#### [WHAT NEEDS TO BE DONE]
An exact copy of every record below is needed, with the pictures left out.

#### [RECORDS SHOWN]
::::::
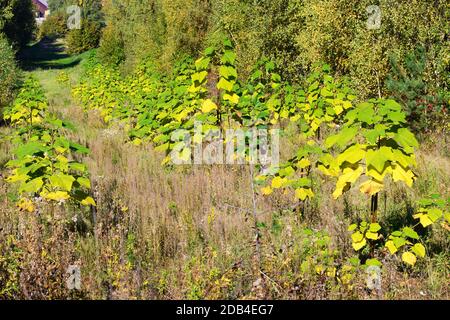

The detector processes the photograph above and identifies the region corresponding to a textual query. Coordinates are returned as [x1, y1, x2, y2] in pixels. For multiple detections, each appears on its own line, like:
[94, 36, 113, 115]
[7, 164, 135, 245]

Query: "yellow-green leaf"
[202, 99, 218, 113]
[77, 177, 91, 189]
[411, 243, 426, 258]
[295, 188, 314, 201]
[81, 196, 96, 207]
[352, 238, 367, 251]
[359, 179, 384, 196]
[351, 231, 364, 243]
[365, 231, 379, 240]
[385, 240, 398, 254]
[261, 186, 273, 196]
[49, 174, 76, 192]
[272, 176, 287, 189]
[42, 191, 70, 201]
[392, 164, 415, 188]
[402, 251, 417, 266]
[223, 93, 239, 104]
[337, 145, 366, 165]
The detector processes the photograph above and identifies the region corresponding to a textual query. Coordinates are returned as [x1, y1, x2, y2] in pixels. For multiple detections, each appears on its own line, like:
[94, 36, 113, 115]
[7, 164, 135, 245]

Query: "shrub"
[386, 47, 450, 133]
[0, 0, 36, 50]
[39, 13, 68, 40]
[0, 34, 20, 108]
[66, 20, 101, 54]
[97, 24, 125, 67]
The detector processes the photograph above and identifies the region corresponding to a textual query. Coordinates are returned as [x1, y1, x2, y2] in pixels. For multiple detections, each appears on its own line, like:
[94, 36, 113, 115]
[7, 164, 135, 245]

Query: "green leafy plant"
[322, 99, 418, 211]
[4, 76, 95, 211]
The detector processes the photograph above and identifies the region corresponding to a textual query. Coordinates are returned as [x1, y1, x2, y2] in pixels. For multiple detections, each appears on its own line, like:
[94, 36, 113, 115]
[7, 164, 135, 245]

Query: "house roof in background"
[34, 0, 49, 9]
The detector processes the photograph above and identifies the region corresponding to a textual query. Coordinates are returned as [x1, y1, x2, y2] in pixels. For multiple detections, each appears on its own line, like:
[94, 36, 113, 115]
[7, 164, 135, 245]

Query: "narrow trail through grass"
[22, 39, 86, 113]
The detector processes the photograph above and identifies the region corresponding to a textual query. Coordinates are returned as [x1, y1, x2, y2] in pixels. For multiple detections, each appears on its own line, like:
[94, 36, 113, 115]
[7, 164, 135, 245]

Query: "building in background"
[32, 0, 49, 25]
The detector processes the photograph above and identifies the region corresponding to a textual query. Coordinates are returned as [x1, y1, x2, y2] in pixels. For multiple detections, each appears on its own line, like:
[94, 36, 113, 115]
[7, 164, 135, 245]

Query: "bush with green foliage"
::::::
#### [OUTPUT FOR THIS TASK]
The detector processes the photograph above and identifies the region corresponding to a textual query. Coordinates are returned as [x1, y1, x2, y2] in pixels. For multiple detections, each appears on its own line, like:
[94, 36, 113, 115]
[7, 164, 135, 245]

Query: "yellow-green leaf"
[202, 99, 218, 113]
[77, 177, 91, 189]
[411, 243, 426, 258]
[295, 188, 314, 201]
[81, 196, 96, 207]
[352, 238, 367, 251]
[359, 179, 384, 196]
[351, 231, 364, 243]
[365, 231, 379, 240]
[385, 240, 398, 254]
[261, 186, 273, 196]
[49, 174, 76, 192]
[272, 176, 287, 189]
[42, 191, 70, 201]
[392, 164, 415, 188]
[402, 251, 417, 266]
[223, 93, 239, 104]
[337, 145, 366, 165]
The detector processes the photograph above and identifies the region corresponding to a textual query. Coordinates are returned as [x1, y1, x2, y2] in pixels. For multiple detections, each appears on its own line, like:
[94, 36, 113, 115]
[7, 164, 135, 245]

Query: "shrub"
[386, 47, 450, 133]
[0, 0, 36, 50]
[39, 13, 68, 40]
[0, 34, 20, 108]
[66, 20, 101, 54]
[97, 24, 125, 67]
The detector processes the photograph above and identifies the region corresponding to a textual query. Coordinates are returned as [x1, y1, x2, y2] in pixels. For multiple detections, each appears on its own line, like:
[94, 36, 113, 115]
[7, 164, 135, 245]

Query: "green leafy plant"
[322, 99, 418, 211]
[4, 76, 95, 211]
The detector processes the photograph above and identifies the region corresponding to a textual query. Coordinates are returned as [x1, y1, x2, y2] in pixels. For multiple detections, each appears on its own line, like:
[94, 36, 113, 115]
[7, 164, 135, 245]

Query: "house roof in background"
[34, 0, 49, 9]
The detector processes the photograph above and identifies the region corresponding to a textual query. Coordinates are returned as [x1, y1, x2, y2] in pixels. For multiple detections, each appears on its own line, like:
[94, 36, 113, 115]
[7, 164, 135, 245]

Query: "narrow trail through grass"
[22, 39, 86, 113]
The detector processes the photograph above and identifies the region corresponding to a textual query. Coordinates are returned as [x1, y1, x2, y2] in pixels. For multiple detections, each appears on its own line, like:
[94, 36, 113, 115]
[7, 164, 135, 245]

Query: "building in background"
[32, 0, 49, 25]
The detector processes the photograph above and identifies the region corresponding to a textual query. Coordinates are returned as [x1, y1, x2, y2] in pixels. For multiple detections, each appears on its own line, like:
[94, 36, 113, 115]
[7, 164, 135, 245]

Query: "bush with green foliage"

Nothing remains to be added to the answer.